● **Description of the task**
Render every line of the records below as a JSON list of strings, one string per line, with blank lines and the pictures left out.

'''

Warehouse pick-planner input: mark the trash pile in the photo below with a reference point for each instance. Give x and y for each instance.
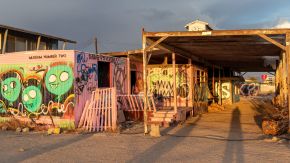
(277, 122)
(214, 107)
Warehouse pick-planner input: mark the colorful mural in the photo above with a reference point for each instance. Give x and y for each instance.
(86, 77)
(53, 85)
(37, 84)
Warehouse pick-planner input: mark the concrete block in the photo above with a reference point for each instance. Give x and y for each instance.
(4, 128)
(121, 116)
(26, 129)
(50, 131)
(56, 130)
(18, 129)
(155, 130)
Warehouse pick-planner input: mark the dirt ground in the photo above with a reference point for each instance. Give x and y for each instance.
(233, 135)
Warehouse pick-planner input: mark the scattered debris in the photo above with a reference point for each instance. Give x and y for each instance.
(55, 130)
(4, 128)
(214, 107)
(274, 127)
(18, 129)
(26, 129)
(21, 149)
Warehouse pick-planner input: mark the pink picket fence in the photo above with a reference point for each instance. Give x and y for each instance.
(100, 112)
(134, 103)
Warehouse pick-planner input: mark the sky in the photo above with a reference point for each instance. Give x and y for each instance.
(117, 23)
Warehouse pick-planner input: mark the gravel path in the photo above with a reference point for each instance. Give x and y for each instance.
(233, 135)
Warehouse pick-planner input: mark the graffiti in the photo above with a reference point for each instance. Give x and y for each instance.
(86, 73)
(119, 77)
(59, 79)
(82, 58)
(27, 92)
(251, 89)
(161, 82)
(32, 98)
(11, 86)
(104, 58)
(199, 92)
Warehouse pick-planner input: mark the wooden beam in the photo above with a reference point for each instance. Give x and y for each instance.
(38, 42)
(178, 51)
(129, 75)
(63, 45)
(191, 84)
(272, 41)
(288, 75)
(155, 43)
(174, 82)
(4, 41)
(220, 88)
(217, 32)
(145, 83)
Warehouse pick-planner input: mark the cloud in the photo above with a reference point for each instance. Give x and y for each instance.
(283, 24)
(117, 24)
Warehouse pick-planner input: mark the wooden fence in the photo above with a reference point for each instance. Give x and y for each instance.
(135, 103)
(100, 112)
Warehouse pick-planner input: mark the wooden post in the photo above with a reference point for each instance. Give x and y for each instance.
(38, 42)
(220, 87)
(129, 75)
(96, 45)
(213, 87)
(288, 75)
(190, 81)
(63, 45)
(5, 41)
(174, 82)
(145, 83)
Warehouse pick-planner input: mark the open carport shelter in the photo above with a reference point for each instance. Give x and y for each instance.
(249, 50)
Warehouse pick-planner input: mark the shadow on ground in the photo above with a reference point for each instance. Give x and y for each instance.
(234, 149)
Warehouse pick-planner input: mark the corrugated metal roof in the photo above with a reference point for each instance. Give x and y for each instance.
(36, 33)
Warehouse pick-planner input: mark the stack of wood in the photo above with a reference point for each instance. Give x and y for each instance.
(214, 107)
(277, 123)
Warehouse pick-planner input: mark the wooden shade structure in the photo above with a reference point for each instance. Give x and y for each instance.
(239, 50)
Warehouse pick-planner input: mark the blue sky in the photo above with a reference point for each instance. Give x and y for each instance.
(118, 23)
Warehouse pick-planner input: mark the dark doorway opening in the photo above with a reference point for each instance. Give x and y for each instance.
(133, 81)
(103, 74)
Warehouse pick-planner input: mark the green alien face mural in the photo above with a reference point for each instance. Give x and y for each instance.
(32, 98)
(59, 79)
(10, 89)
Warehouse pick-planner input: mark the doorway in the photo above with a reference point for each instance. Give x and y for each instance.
(103, 74)
(133, 81)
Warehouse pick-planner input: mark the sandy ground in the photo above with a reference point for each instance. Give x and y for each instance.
(228, 136)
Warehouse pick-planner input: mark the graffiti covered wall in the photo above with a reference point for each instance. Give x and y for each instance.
(160, 80)
(38, 83)
(230, 92)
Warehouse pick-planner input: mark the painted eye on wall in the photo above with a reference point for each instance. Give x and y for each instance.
(12, 84)
(32, 93)
(5, 87)
(52, 78)
(25, 98)
(64, 76)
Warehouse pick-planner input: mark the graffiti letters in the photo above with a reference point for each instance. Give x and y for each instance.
(249, 89)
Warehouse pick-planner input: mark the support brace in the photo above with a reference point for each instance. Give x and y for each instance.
(273, 41)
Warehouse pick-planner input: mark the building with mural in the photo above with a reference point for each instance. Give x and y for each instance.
(52, 86)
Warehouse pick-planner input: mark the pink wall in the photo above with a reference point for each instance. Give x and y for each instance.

'''

● **Task result**
[
  "Warehouse pick-planner input: mark the trash pile in the photo below with a reference point for each instance. Give x and y for each instance.",
  "(277, 122)",
  "(214, 107)",
  "Warehouse pick-planner input: mark the colorful mural in the photo above with a reference point for each instance. Give x and y for each instance.",
  "(86, 77)",
  "(53, 85)",
  "(37, 84)",
  "Warehouse pick-planner input: mark the concrete block in the photo above with a reference point for each instance. Give x and y for each instance.",
  "(4, 128)",
  "(121, 116)",
  "(26, 129)",
  "(50, 131)",
  "(56, 130)",
  "(18, 129)",
  "(155, 130)",
  "Warehouse pick-planner input: mark the dirt ground in the photo above with a reference point for each instance. Give x and y for each instance.",
  "(233, 135)",
  "Warehouse pick-planner input: mark the scattered debris in the photo above with a reference point for each instance. Give x and y for each instance.",
  "(55, 130)",
  "(4, 128)",
  "(214, 107)",
  "(274, 127)",
  "(18, 129)",
  "(26, 129)",
  "(21, 149)",
  "Warehouse pick-planner input: mark the pink picket fence in the photo above with a reference point for each instance. Give x and y for each instance.",
  "(100, 112)",
  "(134, 103)",
  "Warehouse pick-planner input: mark the sky in the photo above with a reference point for each instance. Give x and y for each instance.",
  "(117, 23)",
  "Warehouse pick-planner input: mark the gravel path in the photo above with a reference point for each instance. Give x and y for each instance.",
  "(233, 135)",
  "Warehouse pick-planner input: mark the graffiti in the photo above with a reference point for each instance. Give x and y for each instance.",
  "(86, 73)",
  "(119, 77)",
  "(59, 79)",
  "(82, 58)",
  "(27, 92)",
  "(251, 89)",
  "(161, 82)",
  "(32, 98)",
  "(11, 86)",
  "(104, 58)",
  "(199, 92)",
  "Warehouse pick-planner input: mark the wooden beam in the photo above with a reference point for each instance. Give x and y for each instance.",
  "(38, 42)",
  "(178, 51)",
  "(129, 75)",
  "(63, 45)",
  "(191, 84)",
  "(272, 41)",
  "(288, 75)",
  "(155, 43)",
  "(174, 82)",
  "(4, 41)",
  "(220, 88)",
  "(217, 32)",
  "(145, 83)",
  "Warehouse pick-planner input: mark the cloud in the photo above with a reference point for each instance. Give x and y for each instance.",
  "(283, 24)",
  "(117, 24)",
  "Warehouse pick-planner input: mark the wooden fence in the photo above with a reference point for each instance. Give x and y for each instance.",
  "(135, 103)",
  "(100, 112)",
  "Warehouse pick-planner input: mark the wooden post in the photo above with a reference point for each instance. Give x and y for each instance.",
  "(38, 42)",
  "(220, 87)",
  "(129, 75)",
  "(96, 45)",
  "(213, 87)",
  "(288, 75)",
  "(190, 81)",
  "(63, 45)",
  "(5, 41)",
  "(174, 82)",
  "(145, 83)",
  "Warehouse pick-planner input: mark the open carport shelter in the photo above with a reference point for each instance. Give x and y for each instance.",
  "(249, 50)",
  "Warehouse pick-planner input: mark the shadow on ground in the photo above with a reference point for each instance. Give x and y for each instance.",
  "(234, 149)",
  "Warehouse pick-planner input: mark the corrugated metal roof in the photo above with a reference point for each instance. Give x and y for each instance.",
  "(36, 33)",
  "Warehouse pick-planner input: mark the stack of wood in the photo above with a reference point for each instance. Give x and y for each instance.",
  "(214, 107)",
  "(277, 123)",
  "Warehouse pick-planner input: mark the wooden shade structure in the photo above with a reference point for each instance. Give x and y for each instance.",
  "(239, 50)",
  "Warehouse pick-planner input: mark the blue sky in the photo above with a reference point for each instance. Give x and y for each instance.",
  "(118, 23)",
  "Warehouse pick-planner input: mark the dark doorway opening in the photo above with a reference point for each instance. Give x and y for each instance.",
  "(133, 81)",
  "(103, 74)",
  "Warehouse pick-planner input: mark the green alien face mural in the photo above with a reference point for each instance. Give x and y for each instance.",
  "(32, 98)",
  "(59, 79)",
  "(10, 89)",
  "Warehouse pick-planner input: mark the doorway in the photo above with a reference point for each instance. Give x and y for each instance.",
  "(103, 74)",
  "(133, 81)",
  "Warehouse pick-planner input: mark the sandy ground in the photo above with a reference point for each instance. Give x and y for each instance.",
  "(228, 136)",
  "Warehouse pick-planner input: mark the graffiti covered wall in the photo above with a reference point for each instance. Give x and y for each instance.",
  "(160, 80)",
  "(38, 83)",
  "(230, 92)",
  "Warehouse pick-planner input: mark the painted eye on wall in the photo above with a reference point for each instance. Give x and y for each instance.",
  "(12, 84)",
  "(32, 93)",
  "(5, 87)",
  "(52, 78)",
  "(25, 98)",
  "(64, 76)",
  "Warehouse pick-planner input: mark the graffiti letters in the photo above with a reference point for each instance. Give x and y for each instance.",
  "(249, 89)",
  "Warehouse pick-planner input: mark the support brace in the photo above with a reference point for each instance. Give x and y for each instance.",
  "(273, 41)",
  "Warehouse pick-planner input: mark the building with mural in the photo above with a reference point for each instance. Give x and y for each instance.",
  "(52, 86)",
  "Warehouse pick-planner input: mark the pink wall in the photo above with a reference point for each instance. Give x and y for each instance."
]